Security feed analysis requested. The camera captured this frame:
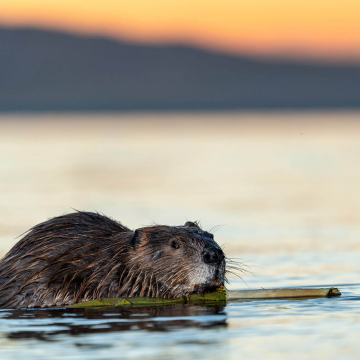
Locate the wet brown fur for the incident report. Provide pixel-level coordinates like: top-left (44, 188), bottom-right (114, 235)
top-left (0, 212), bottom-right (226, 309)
---
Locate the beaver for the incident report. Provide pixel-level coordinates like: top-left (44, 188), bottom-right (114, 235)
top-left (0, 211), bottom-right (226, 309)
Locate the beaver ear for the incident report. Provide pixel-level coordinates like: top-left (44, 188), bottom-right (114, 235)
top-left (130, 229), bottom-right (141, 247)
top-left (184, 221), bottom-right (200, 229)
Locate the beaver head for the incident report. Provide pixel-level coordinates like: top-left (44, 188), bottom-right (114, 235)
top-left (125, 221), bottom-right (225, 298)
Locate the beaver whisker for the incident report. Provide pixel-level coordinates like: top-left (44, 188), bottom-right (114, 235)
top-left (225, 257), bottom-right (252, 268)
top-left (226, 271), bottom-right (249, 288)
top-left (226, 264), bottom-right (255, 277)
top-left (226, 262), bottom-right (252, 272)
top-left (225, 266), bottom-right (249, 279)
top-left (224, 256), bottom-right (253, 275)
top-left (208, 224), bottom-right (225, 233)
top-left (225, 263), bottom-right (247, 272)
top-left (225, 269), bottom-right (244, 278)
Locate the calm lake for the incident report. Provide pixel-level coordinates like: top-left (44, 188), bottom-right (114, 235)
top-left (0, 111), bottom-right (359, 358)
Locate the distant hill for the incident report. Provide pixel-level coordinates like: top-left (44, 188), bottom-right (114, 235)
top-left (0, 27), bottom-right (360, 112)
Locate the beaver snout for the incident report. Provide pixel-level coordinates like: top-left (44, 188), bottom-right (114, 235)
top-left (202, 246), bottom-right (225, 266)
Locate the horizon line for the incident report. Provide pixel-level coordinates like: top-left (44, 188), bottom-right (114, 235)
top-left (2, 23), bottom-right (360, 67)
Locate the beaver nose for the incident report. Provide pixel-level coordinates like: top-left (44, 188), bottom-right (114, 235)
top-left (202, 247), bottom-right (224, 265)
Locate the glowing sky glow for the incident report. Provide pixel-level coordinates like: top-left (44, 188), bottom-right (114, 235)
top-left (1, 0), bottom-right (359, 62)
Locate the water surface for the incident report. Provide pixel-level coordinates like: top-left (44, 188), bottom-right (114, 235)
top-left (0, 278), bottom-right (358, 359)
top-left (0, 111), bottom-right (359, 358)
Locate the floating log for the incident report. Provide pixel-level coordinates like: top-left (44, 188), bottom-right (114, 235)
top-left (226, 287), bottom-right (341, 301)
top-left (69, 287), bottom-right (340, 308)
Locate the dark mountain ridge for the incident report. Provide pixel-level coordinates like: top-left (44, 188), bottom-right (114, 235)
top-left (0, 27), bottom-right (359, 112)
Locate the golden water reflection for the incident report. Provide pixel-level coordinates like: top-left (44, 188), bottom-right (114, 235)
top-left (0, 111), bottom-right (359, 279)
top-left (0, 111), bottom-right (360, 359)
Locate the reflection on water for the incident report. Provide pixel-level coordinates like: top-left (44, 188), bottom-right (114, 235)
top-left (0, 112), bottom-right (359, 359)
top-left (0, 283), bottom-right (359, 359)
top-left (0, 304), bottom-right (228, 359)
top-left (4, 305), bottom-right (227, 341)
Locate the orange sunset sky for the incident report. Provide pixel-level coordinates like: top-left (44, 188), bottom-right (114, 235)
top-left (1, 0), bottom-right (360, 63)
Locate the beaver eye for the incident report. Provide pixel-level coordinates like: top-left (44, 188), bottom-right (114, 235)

▶ _Your assignment_
Look above for the line with "Locate the dark" and the line with "Locate the beaver eye"; transcribe both and all lines in between, exactly, and nothing else.

▶ _Result_
Locate the dark mountain ridge for the incident report. Provide pixel-level coordinates like: top-left (44, 188), bottom-right (114, 235)
top-left (0, 27), bottom-right (359, 112)
Locate the golden water reflection for the incident report. Provide pixel-level coordinates like: top-left (44, 188), bottom-right (114, 235)
top-left (0, 111), bottom-right (359, 279)
top-left (0, 111), bottom-right (360, 359)
Locate the reflection on water for the incident report. Provide pixel-level coordinates like: top-left (44, 188), bottom-right (114, 235)
top-left (0, 112), bottom-right (359, 359)
top-left (0, 283), bottom-right (359, 359)
top-left (0, 304), bottom-right (228, 359)
top-left (4, 305), bottom-right (227, 341)
Locate the orange sunset sky for the incident report. Provide pixel-level coordinates like: top-left (44, 188), bottom-right (114, 235)
top-left (1, 0), bottom-right (360, 63)
Locate the beaver eye for the incident report. Provide pixel-level coordinates like: top-left (44, 188), bottom-right (114, 235)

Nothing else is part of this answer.